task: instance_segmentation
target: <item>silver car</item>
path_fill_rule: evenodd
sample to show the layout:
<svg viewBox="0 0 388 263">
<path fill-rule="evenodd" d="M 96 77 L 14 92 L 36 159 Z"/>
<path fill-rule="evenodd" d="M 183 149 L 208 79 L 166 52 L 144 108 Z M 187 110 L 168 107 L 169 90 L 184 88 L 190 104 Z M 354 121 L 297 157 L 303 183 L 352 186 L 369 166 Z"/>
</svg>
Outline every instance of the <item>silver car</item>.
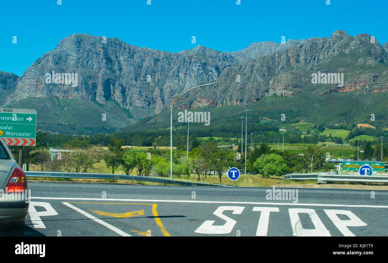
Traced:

**SET TASK**:
Copy every line of the entries above without changing anything, and leave the pictures out of your answer.

**SOLUTION TO THE PROBLEM**:
task: instance_segmentation
target: <item>silver car</item>
path_fill_rule: evenodd
sample to show the layout:
<svg viewBox="0 0 388 263">
<path fill-rule="evenodd" d="M 96 77 L 14 92 L 36 159 Z"/>
<path fill-rule="evenodd" d="M 183 149 L 208 79 L 166 52 L 144 108 Z M 187 110 L 168 107 L 169 90 L 184 88 L 190 104 Z M 354 121 L 297 157 L 303 183 L 352 186 L 369 166 Z"/>
</svg>
Outline every instance of the <item>silver car</item>.
Traced:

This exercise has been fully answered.